### Excerpt
—————
My mother was the first person I desperately tried to understand. She was five feet seven with mahogany skin and a beautiful smile. She was born in Fort Worth, Texas, but spent most of her childhood in Detroit. She was a people person, with excellent soft skills, and she rarely made anything less than a great first impression when she wanted to.
But I could never take her words at face value. When I was about four years old she sat me down and told me in graphic detail what my father had done that forced her to leave him. She sat, unblinking, her face mere inches from mine. "Your father," she said slowly through clenched teeth, drawing each word out as she gestured with the lit cigarette that dangled from between her fingers, "took me by my shoulders and threw me down on the ground. He pinned me there, Zachary," she continued, "calling me a fucking bitch and holding me down with all his strength until I could hardly breathe."
I was terrified. I didn't want to hear any more, but even at the age of four I knew better than to interrupt my mother when she was speaking. "Then he picked me up," she said, her brow knit and eyes focused, "and threw me against the wall. It hurt to walk, but I ran into your room to get you so that we could leave. But your father blocked the doorway and refused to let us out."
I was later told that when my father left for work the next morning, my mother borrowed money from a friend to rent an apartment, and the two of us moved out of our house in Forestville, Maryland. For weeks, my dad had no idea where my mom and I were. During that time, she filled my head with lies about my father, repeating this violent, graphic story over and over with her voice and eyes full of fear and anger.
I had nightmares about my father knocking my mom over, slapping her, and throwing her to the ground. But had he done those things? My young mind was confused. The details of his beatings were there in my memory, but they didn't feel the same as other memories that I knew to be true. I couldn't tell what was real.
Finally, my mom's mom, whom I called Lola, convinced my mother to let me see my father again. I was so happy to be back home at his house, but I was also confused. All weekend, I wouldn't stop asking my father questions about what had happened between him and my mom. "Daddy, did you hurt Mommy? Did you hit her?"
—————
(Stored data)
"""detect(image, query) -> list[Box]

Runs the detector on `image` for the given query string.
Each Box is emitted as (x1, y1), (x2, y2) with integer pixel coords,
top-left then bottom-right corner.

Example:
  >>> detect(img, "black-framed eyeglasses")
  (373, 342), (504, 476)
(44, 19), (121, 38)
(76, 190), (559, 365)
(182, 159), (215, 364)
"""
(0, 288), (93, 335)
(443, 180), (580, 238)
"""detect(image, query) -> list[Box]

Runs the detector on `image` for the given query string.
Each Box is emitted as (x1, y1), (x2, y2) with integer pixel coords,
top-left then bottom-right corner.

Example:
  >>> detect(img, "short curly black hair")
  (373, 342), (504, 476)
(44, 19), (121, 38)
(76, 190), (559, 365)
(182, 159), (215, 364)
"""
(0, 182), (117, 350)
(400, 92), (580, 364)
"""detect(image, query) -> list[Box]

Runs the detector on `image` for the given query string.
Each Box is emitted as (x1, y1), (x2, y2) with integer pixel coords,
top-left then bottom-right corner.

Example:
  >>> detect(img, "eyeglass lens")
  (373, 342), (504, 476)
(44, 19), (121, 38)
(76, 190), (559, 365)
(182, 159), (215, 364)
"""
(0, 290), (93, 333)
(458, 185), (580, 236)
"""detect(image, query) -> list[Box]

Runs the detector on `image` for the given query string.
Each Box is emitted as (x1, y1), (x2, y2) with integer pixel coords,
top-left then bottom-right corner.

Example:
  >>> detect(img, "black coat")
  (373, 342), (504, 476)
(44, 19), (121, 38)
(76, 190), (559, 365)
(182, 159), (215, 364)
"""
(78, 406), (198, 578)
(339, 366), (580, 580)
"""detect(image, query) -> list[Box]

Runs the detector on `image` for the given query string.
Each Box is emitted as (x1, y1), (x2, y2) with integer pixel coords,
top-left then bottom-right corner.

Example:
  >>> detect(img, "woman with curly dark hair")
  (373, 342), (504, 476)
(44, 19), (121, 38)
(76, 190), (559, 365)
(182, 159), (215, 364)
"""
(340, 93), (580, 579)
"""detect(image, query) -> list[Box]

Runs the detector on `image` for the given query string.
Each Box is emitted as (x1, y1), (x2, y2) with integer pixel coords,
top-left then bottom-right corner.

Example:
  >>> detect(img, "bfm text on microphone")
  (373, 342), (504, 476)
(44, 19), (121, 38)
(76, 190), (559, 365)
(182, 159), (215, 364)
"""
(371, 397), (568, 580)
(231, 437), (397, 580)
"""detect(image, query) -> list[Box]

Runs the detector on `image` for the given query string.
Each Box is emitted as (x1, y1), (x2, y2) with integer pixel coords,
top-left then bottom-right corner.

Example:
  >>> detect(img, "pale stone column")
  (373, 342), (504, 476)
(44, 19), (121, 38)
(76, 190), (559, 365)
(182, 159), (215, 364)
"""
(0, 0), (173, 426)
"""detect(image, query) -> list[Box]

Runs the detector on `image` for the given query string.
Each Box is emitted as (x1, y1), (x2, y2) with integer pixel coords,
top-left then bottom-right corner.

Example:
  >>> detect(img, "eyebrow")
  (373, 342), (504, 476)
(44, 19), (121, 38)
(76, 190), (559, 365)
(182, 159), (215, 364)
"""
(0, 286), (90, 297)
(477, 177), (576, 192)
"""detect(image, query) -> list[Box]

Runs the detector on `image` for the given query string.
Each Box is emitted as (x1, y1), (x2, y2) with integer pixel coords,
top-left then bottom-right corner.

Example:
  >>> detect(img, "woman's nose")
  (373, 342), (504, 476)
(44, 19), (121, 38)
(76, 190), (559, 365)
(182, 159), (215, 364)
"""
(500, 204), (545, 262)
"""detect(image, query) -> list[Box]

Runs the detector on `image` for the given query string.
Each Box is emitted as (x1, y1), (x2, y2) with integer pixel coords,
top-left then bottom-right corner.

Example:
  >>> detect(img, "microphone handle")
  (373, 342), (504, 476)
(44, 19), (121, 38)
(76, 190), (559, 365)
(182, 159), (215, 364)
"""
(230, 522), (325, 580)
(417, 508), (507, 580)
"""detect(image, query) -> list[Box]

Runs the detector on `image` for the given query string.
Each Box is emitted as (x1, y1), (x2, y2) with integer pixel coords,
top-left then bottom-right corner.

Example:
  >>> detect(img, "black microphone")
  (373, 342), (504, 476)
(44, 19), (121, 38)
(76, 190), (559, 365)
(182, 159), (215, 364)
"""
—————
### Actions to take
A – Write out the portion of the memoir excerpt starting with "I was later" and going on through "fear and anger.".
B – In the memoir excerpt, what name did the narrator use for the mother's mother?
C – Extend the memoir excerpt past its final sentence.

### Responses to the tasks
A –
I was later told that when my father left for work the next morning, my mother borrowed money from a friend to rent an apartment, and the two of us moved out of our house in Forestville, Maryland. For weeks, my dad had no idea where my mom and I were. During that time, she filled my head with lies about my father, repeating this violent, graphic story over and over with her voice and eyes full of fear and anger.

B – Lola

C –
"No," he said with a sigh. "That's not how I remember it." He never said she was lying. But I sensed from spending time with my father that her stories were biased. I loved being with my dad. He was at work a lot, but when he got home he'd throw some meat and vegetables into the oven and take me to the park to play. My dad has always been a gym rat. He's in great shape to this day, and when I was a kid he had at least as much energy as I did. And I always had a lot of energy.
This was how my dad showed his affection-by doing rather than saying. He was emotionally reserved but engaged, a man of few words. He rarely told me that he loved me, but he showed me clearly that he did by always being there, ready to play with me and make his best efforts at answering my endless questions. No matter how exhausted or frustrated he was, he never raised his voice. His house, which I still thought of as home, was a place of peace.
It was in direct contrast to life with my mom, and I missed my dad terribly when he wasn't around. A few months after we'd moved out of my dad's house, we were going through a drive-through when I told my mom, "I want to be with my dad."
Now, this memory is crystal clear. My mom took the bag of food and sped off, abruptly stopping the car a few yards away. She reached over to the passenger seat, grabbed me, and forcefully placed me in her lap. She put her hands on my shoulders and began shaking me aggressively.
"No, Zachary," she said over and over as she shook me. "No, no, no, no, no." I felt dizzy. "Tell me you love me." She kept on shaking me. My head was spinning. "Tell me that you want to live with me." I just cried. I was so scared. I had never seen her that angry. "Tell me, Zachary."
"Yes," I finally said in a small voice, and she abruptly stopped. I was still crying, and my head hurt, but she placed me back in my seat and drove off as if nothing had happened. I didn't say a word for the rest of the day.
When I think about these early memories, I try to reconcile them with the many times my mom said, "If you fail at raising your children, nothing else in life really matters." It was a paraphrase of her favorite quotation from Jacqueline Kennedy, whom she admired for her elegance and sophistication. When I think about the fear and pain I felt as a child, I try to remember the amazing birthday parties my mother threw for me and the times she sat me down one-on-one and said, "Zachary, I love you more than you will ever know. Honey, I love you more than life itself."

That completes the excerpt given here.